_Objective_. Write out the data again in full, exactly as it reads.

_Exercise data_.
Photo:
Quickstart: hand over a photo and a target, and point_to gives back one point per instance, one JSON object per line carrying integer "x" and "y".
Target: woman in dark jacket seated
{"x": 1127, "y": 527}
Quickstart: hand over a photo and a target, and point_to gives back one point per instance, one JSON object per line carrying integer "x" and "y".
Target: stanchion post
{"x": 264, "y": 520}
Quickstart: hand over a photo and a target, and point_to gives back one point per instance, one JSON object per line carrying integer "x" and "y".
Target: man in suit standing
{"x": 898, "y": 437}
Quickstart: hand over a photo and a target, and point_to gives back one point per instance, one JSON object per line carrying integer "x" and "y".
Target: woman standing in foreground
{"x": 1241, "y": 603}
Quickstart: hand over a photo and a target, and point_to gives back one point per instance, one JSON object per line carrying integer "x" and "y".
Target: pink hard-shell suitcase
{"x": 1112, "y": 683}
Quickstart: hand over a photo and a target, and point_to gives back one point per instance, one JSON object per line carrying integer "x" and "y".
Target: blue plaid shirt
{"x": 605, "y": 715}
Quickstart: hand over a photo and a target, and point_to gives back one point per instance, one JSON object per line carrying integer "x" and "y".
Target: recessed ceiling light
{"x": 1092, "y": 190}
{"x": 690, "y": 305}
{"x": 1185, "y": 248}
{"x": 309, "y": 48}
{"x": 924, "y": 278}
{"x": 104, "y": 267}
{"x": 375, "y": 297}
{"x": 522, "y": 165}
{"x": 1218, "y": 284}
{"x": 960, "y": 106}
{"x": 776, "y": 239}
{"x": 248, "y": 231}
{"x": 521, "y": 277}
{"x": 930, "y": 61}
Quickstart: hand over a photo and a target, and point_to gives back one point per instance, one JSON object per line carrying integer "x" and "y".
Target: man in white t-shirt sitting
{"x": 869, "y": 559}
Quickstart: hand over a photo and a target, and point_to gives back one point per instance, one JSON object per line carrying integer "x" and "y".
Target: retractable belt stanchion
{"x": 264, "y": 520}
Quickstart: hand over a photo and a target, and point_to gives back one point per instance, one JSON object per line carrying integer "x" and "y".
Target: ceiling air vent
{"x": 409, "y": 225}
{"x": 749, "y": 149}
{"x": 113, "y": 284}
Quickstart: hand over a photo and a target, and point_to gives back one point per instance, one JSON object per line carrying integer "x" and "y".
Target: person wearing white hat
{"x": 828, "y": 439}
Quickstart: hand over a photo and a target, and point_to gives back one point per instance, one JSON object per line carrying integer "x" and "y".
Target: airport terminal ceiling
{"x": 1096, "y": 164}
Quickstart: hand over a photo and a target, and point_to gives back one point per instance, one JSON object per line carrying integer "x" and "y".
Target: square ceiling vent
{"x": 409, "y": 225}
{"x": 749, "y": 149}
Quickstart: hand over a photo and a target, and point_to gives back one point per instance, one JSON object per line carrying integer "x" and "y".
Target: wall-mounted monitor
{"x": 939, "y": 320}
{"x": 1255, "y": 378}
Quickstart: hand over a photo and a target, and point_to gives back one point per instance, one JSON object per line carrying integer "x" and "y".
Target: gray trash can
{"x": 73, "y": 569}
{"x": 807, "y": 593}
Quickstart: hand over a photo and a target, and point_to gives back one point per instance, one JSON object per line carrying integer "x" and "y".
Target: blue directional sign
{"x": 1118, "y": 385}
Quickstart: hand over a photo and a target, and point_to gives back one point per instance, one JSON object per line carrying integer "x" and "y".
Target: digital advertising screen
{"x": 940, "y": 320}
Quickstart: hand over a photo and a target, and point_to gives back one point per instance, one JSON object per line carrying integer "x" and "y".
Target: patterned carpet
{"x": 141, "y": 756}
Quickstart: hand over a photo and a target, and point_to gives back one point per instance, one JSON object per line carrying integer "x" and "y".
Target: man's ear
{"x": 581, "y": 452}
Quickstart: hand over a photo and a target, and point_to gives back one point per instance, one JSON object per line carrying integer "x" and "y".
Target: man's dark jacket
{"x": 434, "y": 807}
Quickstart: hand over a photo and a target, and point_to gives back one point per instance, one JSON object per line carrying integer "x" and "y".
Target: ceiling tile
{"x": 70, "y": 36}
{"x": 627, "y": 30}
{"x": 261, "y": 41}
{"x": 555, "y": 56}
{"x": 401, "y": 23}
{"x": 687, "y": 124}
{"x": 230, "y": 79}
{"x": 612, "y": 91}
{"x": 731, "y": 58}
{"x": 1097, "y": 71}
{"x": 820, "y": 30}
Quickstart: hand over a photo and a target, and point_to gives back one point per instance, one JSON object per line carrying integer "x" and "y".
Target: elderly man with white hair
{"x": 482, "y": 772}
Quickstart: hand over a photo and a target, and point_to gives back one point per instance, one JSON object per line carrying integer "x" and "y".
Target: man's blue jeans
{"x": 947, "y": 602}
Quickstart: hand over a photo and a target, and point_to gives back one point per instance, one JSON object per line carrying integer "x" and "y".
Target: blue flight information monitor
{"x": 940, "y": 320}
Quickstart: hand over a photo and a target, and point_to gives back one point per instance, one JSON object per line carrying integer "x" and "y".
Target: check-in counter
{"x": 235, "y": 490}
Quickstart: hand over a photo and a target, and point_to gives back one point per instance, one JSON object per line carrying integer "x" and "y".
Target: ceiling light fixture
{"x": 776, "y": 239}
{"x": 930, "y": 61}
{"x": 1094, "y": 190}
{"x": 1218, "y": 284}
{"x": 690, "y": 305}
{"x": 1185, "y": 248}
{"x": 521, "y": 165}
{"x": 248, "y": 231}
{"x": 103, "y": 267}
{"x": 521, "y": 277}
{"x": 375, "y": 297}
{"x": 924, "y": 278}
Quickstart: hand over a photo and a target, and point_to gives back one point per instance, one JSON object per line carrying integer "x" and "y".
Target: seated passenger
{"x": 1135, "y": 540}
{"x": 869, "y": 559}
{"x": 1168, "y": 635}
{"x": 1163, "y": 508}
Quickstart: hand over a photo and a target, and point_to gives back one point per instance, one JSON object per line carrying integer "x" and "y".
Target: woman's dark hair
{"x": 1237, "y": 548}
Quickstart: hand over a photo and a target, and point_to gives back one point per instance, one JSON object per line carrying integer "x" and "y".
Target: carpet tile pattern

_Full output_.
Photo:
Quickstart: hand over a photo and a target, and point_to gives back one point per instance, one JSON object per line carrying integer "x" and "y".
Target: woman in dark jacket seated
{"x": 1127, "y": 527}
Quickstart: hand over a photo and a target, and point_to gives back one point per instance, one JSON object per line carrying integer "x" and "y".
Target: stanchion post
{"x": 264, "y": 520}
Quickstart: hand over a photo and a target, and point_to gives back one point per instance, one JSON object per line carrying integer "x" and "y".
Target: man in suit standing
{"x": 898, "y": 437}
Quickstart: hand over a photo and a target, and point_to gives back one point per instance, one JSON object per line carrying integer "x" and "y".
Target: woman standing in foreground
{"x": 1241, "y": 603}
Quickstart: hand over a photo and a target, and point_to gives back one point per instance, one JSON object per line carrying integer "x" and "y".
Target: pink hard-shell suitcase
{"x": 1112, "y": 683}
Quickstart: hand over a photo and a target, and point_to gives back one point per instance, one JSON object per line carrying integer "x" and "y".
Target: blue plaid shirt
{"x": 605, "y": 715}
Quickstart: hand over a photo and a target, and point_to gives back one point per instance, one JSON object per line carrying integer "x" and "y".
Target: recessed ceiling light
{"x": 1092, "y": 190}
{"x": 690, "y": 305}
{"x": 1185, "y": 248}
{"x": 309, "y": 48}
{"x": 924, "y": 278}
{"x": 104, "y": 267}
{"x": 375, "y": 297}
{"x": 522, "y": 165}
{"x": 1218, "y": 284}
{"x": 960, "y": 106}
{"x": 776, "y": 239}
{"x": 248, "y": 231}
{"x": 521, "y": 277}
{"x": 930, "y": 61}
Quickstart: hand over a photo and a target, and point_to gives back one point per instance, one JSON object per line carrying integer "x" and "y".
Target: man in white t-shirt sitting
{"x": 869, "y": 559}
Quickstart: hand over a photo and a target, and point_to gives back one point per instance, one JSON object per line carrying integer "x" and "y".
Target: retractable belt stanchion
{"x": 264, "y": 520}
Quickstart: hand over a photo and a target, and point_to gives back one point per instance, one JSON object per line carrying integer "x" and "y".
Target: ceiling air vent
{"x": 409, "y": 225}
{"x": 749, "y": 149}
{"x": 113, "y": 284}
Quickstart: hand over a photo and a target, and point_to gives back one point per instance, one JSON object per line carrying integer "x" and "y".
Target: person wearing white hat
{"x": 828, "y": 439}
Quickstart: hand over a photo and a target, and point_to gives back one point per instance, one JSON object per line carrying integer "x" and "y".
Target: airport terminal ceiling
{"x": 1096, "y": 164}
Quickstart: hand over a photo and a target, and point_to gives back one point per instance, one JSON object per line carrying integer "x" and "y".
Target: square ceiling vent
{"x": 409, "y": 225}
{"x": 749, "y": 149}
Quickstart: hand over a photo and a target, and point_to gives back one point per instance, one JSON object per line carrying integer "x" and "y".
Target: wall-mounted monitor
{"x": 939, "y": 320}
{"x": 1255, "y": 378}
Quickstart: hand over a photo and a target, and point_to gives back one point per instance, one JSON object per line carrying integer "x" and "y".
Target: gray trash can
{"x": 73, "y": 569}
{"x": 807, "y": 593}
Quickstart: hand over a photo and a target, and point_to gives back one point per instance, one JSON object per line carrying integer "x" and "y".
Target: blue directional sign
{"x": 1118, "y": 385}
Quickstart: hand over a photo and a target, and point_to gives back one point per instance, one JSON object per line carrying integer "x" and "y".
Target: digital advertising screen
{"x": 940, "y": 320}
Quickstart: hand over a photo and a target, and point_to gives back one point per instance, one JSON object per line carrying integer "x" and "y".
Target: patterned carpet
{"x": 141, "y": 756}
Quickstart: hand over a photo and a target, and point_to gives back one point per instance, one JSON object per line carrying integer "x" and "y".
Target: man's ear
{"x": 581, "y": 452}
Quickstart: hand over a photo and a target, and point_to gives back one point per instance, one JSON object per line carrying integer "x" and "y".
Target: man's dark jacket
{"x": 434, "y": 807}
Quickstart: hand over a photo and a target, and point_to gives back one point per instance, one JSON object per line carrying integer "x" and "y".
Target: ceiling tile
{"x": 70, "y": 36}
{"x": 627, "y": 30}
{"x": 261, "y": 41}
{"x": 555, "y": 56}
{"x": 401, "y": 23}
{"x": 687, "y": 124}
{"x": 230, "y": 79}
{"x": 612, "y": 91}
{"x": 731, "y": 58}
{"x": 1097, "y": 71}
{"x": 820, "y": 30}
Quickstart: hand over a photo and a target, and point_to gives back one point per instance, one JSON object per line carrying integer "x" and "y".
Target: elderly man with white hair
{"x": 482, "y": 772}
Quickstart: hand over a photo and a target, and point_to gives back one point per instance, one JSON object per line carrying integer "x" and "y".
Target: man's blue jeans
{"x": 947, "y": 602}
Quickstart: hand over a photo and a target, and point_to gives back one point per instance, one JSON object per line carrying integer "x" and "y".
Target: blue flight information monitor
{"x": 940, "y": 320}
Quickstart: hand over a photo and a target, and point_to gives back one point per instance, one JSON object per line carrying integer "x" and "y".
Target: check-in counter
{"x": 235, "y": 490}
Quickstart: hand over a photo and a target, and point_to gives back one point per instance, one JSON object per line carrying integer "x" and "y".
Target: ceiling light fixture
{"x": 776, "y": 239}
{"x": 930, "y": 61}
{"x": 1094, "y": 190}
{"x": 1218, "y": 284}
{"x": 690, "y": 305}
{"x": 1185, "y": 248}
{"x": 521, "y": 165}
{"x": 248, "y": 231}
{"x": 103, "y": 267}
{"x": 521, "y": 277}
{"x": 375, "y": 297}
{"x": 924, "y": 278}
Quickstart: hand over a photo and a target, and point_to gives back one point per instance, one JSON object per line carrying integer "x" and "y".
Target: seated passenger
{"x": 1135, "y": 540}
{"x": 869, "y": 559}
{"x": 1168, "y": 635}
{"x": 1163, "y": 508}
Quickstart: hand over a photo and a target, and point_to gives back one point per instance, one JSON object per line carrying integer "x" and "y".
Target: woman's dark hair
{"x": 1237, "y": 548}
Quickstart: hand over a photo and a target, and point_to gives back one point per instance, one JSON object per line carrying integer "x" and "y".
Target: carpet tile pattern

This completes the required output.